━━━━━ Records supplied ━━━━━

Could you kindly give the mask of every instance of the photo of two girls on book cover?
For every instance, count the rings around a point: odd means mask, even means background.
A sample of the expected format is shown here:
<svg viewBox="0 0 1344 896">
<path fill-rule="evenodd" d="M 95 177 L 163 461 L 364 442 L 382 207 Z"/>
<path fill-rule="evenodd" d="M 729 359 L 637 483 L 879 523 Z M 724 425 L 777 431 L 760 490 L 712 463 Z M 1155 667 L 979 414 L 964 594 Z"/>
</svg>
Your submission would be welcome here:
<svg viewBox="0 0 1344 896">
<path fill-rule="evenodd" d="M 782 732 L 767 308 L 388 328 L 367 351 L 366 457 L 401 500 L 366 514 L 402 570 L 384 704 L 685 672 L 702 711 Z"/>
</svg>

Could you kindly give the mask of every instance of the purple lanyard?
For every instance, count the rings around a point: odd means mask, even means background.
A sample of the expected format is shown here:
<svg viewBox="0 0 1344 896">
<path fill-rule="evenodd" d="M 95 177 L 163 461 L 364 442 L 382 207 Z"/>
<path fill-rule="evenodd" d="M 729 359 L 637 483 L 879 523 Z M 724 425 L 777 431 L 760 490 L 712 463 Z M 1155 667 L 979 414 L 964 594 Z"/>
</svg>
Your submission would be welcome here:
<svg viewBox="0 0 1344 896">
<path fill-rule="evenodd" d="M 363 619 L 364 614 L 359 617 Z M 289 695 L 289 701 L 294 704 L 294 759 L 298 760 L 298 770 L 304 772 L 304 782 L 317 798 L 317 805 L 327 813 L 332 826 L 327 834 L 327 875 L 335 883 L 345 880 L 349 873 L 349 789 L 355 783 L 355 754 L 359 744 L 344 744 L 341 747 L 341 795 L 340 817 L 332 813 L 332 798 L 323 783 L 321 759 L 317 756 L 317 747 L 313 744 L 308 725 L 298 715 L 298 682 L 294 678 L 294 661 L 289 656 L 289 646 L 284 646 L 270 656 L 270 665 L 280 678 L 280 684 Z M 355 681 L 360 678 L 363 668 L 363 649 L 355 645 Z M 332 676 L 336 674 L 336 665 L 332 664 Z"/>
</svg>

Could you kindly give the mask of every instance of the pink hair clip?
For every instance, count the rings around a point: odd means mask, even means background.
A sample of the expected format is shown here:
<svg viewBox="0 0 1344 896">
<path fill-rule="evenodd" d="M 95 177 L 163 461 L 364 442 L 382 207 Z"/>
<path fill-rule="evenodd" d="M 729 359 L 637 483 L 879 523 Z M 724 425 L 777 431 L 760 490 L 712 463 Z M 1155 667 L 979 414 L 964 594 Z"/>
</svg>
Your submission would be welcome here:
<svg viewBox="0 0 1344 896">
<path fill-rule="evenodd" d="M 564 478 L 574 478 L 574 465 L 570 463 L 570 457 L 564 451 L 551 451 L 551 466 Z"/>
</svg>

━━━━━

From the line containing "pink hair clip?" through the closing line of the material above, return every line exactly and omit all others.

◆ Full solution
Could you kindly give the mask of every instance of the pink hair clip?
For every instance, count the rings around a point: odd means mask, even means background.
A sample of the expected format is shown here:
<svg viewBox="0 0 1344 896">
<path fill-rule="evenodd" d="M 95 177 L 163 461 L 364 442 L 382 207 Z"/>
<path fill-rule="evenodd" d="M 729 359 L 637 483 L 879 523 Z M 724 425 L 777 431 L 760 490 L 712 463 Z M 1155 667 L 979 414 L 964 594 Z"/>
</svg>
Your submission would be welcome here:
<svg viewBox="0 0 1344 896">
<path fill-rule="evenodd" d="M 564 478 L 574 478 L 574 465 L 570 463 L 570 457 L 564 451 L 551 451 L 551 466 Z"/>
</svg>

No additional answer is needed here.